INSTRUCTIONS TO FOLLOW.
Return every one of the items below word for word, changing nothing and adding nothing.

## start RECORDED DATA

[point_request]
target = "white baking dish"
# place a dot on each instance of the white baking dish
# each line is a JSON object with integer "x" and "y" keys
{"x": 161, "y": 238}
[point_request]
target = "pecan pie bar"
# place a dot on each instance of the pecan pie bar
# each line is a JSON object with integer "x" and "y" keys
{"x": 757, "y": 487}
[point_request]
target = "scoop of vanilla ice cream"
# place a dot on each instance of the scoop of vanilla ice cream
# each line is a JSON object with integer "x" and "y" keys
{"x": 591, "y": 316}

## end RECORDED DATA

RESULT.
[point_request]
target = "white baking dish"
# place a dot on each instance of the white baking dish
# each line is a JSON object with integer "x" and "y" keys
{"x": 161, "y": 238}
[point_request]
target = "pecan pie bar"
# place a dot on each instance of the pecan pie bar
# each line is a JSON object with integer "x" and "y" keys
{"x": 757, "y": 487}
[point_request]
target = "scoop of vanilla ice cream"
# place a dot on each instance of the scoop of vanilla ice cream
# each line is a JSON object with integer "x" and "y" keys
{"x": 591, "y": 316}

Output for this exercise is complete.